What you have to do
Quote the line containing "As a warehouse robot's perception module, locate man's hand" and all lines that follow it in the listing below, exactly as written.

Dataset items
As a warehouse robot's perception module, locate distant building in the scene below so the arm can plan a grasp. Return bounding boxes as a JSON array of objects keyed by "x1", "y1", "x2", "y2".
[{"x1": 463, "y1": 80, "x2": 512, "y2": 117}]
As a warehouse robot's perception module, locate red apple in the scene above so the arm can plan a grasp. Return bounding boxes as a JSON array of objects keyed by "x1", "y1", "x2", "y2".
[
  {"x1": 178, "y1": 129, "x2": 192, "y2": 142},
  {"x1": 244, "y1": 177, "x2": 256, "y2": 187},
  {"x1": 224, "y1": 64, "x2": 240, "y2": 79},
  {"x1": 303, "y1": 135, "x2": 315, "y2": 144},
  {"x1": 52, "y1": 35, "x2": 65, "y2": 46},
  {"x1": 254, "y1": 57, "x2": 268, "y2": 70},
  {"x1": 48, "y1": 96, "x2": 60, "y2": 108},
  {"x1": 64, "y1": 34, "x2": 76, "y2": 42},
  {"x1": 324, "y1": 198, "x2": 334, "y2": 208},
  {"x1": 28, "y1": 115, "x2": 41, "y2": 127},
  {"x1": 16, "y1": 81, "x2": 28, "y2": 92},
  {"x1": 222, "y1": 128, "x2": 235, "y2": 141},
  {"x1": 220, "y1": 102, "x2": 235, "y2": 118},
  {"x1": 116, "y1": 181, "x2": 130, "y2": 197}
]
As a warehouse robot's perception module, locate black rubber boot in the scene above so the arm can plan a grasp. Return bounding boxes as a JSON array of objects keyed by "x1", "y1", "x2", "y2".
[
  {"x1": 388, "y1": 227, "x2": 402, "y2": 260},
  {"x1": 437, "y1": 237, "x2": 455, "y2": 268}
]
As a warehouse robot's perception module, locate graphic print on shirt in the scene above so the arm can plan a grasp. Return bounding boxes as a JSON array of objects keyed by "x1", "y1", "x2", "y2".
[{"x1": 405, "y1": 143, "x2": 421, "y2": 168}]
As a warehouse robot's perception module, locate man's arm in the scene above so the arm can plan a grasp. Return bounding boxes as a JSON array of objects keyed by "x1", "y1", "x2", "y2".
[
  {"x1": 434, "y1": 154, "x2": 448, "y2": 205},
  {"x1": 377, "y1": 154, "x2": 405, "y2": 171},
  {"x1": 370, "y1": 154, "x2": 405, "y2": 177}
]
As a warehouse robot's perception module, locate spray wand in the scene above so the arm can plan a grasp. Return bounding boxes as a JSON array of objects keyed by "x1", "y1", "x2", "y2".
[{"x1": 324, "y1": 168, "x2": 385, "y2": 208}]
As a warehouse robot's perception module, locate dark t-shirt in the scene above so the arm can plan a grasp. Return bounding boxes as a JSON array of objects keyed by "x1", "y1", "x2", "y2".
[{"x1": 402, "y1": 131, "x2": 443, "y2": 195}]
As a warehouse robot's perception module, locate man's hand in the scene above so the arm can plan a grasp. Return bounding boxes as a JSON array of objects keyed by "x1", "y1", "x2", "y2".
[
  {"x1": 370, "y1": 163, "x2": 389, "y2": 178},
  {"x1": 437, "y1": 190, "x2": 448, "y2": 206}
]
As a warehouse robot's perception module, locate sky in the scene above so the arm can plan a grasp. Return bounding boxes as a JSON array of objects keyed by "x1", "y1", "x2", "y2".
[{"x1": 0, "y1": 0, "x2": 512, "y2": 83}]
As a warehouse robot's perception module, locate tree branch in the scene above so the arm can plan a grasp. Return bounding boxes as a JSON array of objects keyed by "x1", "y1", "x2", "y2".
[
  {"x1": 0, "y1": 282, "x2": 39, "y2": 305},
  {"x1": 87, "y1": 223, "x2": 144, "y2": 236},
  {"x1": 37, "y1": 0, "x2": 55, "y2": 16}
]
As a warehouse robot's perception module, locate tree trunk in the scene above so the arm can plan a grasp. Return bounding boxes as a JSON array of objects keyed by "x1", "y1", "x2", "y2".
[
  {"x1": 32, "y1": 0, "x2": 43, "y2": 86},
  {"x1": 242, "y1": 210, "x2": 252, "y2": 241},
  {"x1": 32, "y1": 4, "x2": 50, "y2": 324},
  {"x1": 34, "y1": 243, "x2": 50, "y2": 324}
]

Exercise result
As a warehouse robot's perception module, locate man's hand in the scene above so the arm can plan a grasp. Return bounding boxes as a JSON array of objects keyed by "x1", "y1", "x2", "y2".
[
  {"x1": 370, "y1": 163, "x2": 389, "y2": 178},
  {"x1": 437, "y1": 190, "x2": 448, "y2": 206}
]
As a warehouse robot's perception module, locate sky in the scene above so the arm can plan a grasp. Return bounding boxes as a JSON array of objects keyed by "x1", "y1", "x2", "y2".
[{"x1": 0, "y1": 0, "x2": 512, "y2": 83}]
As a warehouse robot's perception module, locate tree branch in the scene above so the arm can plan a grasp. Return bounding boxes as a JSON array of objects keyed by "x1", "y1", "x2", "y2".
[
  {"x1": 0, "y1": 282, "x2": 39, "y2": 305},
  {"x1": 87, "y1": 223, "x2": 144, "y2": 236},
  {"x1": 37, "y1": 0, "x2": 55, "y2": 16}
]
As a warehouse robot's perception module, locate tree trunk in the scene above so the arm can plan a grasp. Return bounding boxes as a JSON array of objects keyed by "x1", "y1", "x2", "y2".
[
  {"x1": 32, "y1": 0, "x2": 43, "y2": 86},
  {"x1": 242, "y1": 210, "x2": 252, "y2": 241},
  {"x1": 32, "y1": 4, "x2": 50, "y2": 324},
  {"x1": 34, "y1": 243, "x2": 50, "y2": 324}
]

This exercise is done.